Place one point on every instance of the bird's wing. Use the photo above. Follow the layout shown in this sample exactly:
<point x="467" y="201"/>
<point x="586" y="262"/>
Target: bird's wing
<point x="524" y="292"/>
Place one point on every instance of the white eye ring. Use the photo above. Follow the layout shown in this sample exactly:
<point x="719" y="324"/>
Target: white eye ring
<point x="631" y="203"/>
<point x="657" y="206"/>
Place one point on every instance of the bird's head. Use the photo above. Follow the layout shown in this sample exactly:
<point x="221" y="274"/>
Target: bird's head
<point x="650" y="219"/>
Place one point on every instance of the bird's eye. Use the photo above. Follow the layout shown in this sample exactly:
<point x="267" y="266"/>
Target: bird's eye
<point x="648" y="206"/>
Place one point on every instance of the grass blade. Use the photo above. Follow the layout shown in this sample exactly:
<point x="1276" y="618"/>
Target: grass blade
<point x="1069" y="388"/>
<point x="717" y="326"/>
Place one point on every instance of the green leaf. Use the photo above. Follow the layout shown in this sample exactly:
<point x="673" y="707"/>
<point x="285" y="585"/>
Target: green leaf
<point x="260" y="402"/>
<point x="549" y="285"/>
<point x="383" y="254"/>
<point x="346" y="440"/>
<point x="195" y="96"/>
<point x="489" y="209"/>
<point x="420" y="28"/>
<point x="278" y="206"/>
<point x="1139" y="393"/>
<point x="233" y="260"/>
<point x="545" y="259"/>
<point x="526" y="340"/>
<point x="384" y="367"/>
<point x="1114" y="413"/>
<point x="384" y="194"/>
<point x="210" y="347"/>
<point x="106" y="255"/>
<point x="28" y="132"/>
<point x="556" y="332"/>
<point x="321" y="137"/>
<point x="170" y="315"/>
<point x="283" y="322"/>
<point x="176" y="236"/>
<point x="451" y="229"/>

Task to carry out. Copy out each line of the material and keep every word unchanged.

Result for this task.
Place one point on every instance of the bird's wing. Use the photo above. Follow the layout shown in this sample exactly:
<point x="467" y="201"/>
<point x="586" y="262"/>
Target: bird's wing
<point x="524" y="292"/>
Place one point on every instance of the white eye ring. Use the photo above. Follow the layout shown in this sample exactly:
<point x="719" y="324"/>
Target: white eye ring
<point x="631" y="203"/>
<point x="657" y="206"/>
Place one point on every instance of the bird's head. Use the photo above. Follow the layout shown in this sample exactly:
<point x="221" y="274"/>
Target: bird's head
<point x="650" y="219"/>
Place one point on every instance of the bird's eye. Use the photo above. Follow the layout shown in this sample exactly:
<point x="267" y="266"/>
Target: bird's eye
<point x="648" y="206"/>
Place one point on every instance of the grass blade. Use the photo above. Follow the layout shown in this sample exactly:
<point x="1276" y="618"/>
Target: grass blade
<point x="1069" y="388"/>
<point x="717" y="326"/>
Place one point on every instance of the green leaf. Use the photo above. Follow the layout shown in this sample exactly:
<point x="673" y="707"/>
<point x="285" y="585"/>
Target: green leaf
<point x="260" y="402"/>
<point x="549" y="285"/>
<point x="383" y="254"/>
<point x="346" y="440"/>
<point x="195" y="96"/>
<point x="489" y="209"/>
<point x="420" y="28"/>
<point x="278" y="206"/>
<point x="1139" y="393"/>
<point x="233" y="260"/>
<point x="545" y="259"/>
<point x="526" y="340"/>
<point x="384" y="367"/>
<point x="1114" y="413"/>
<point x="384" y="194"/>
<point x="210" y="347"/>
<point x="106" y="255"/>
<point x="28" y="132"/>
<point x="556" y="332"/>
<point x="321" y="137"/>
<point x="170" y="315"/>
<point x="283" y="322"/>
<point x="176" y="236"/>
<point x="451" y="229"/>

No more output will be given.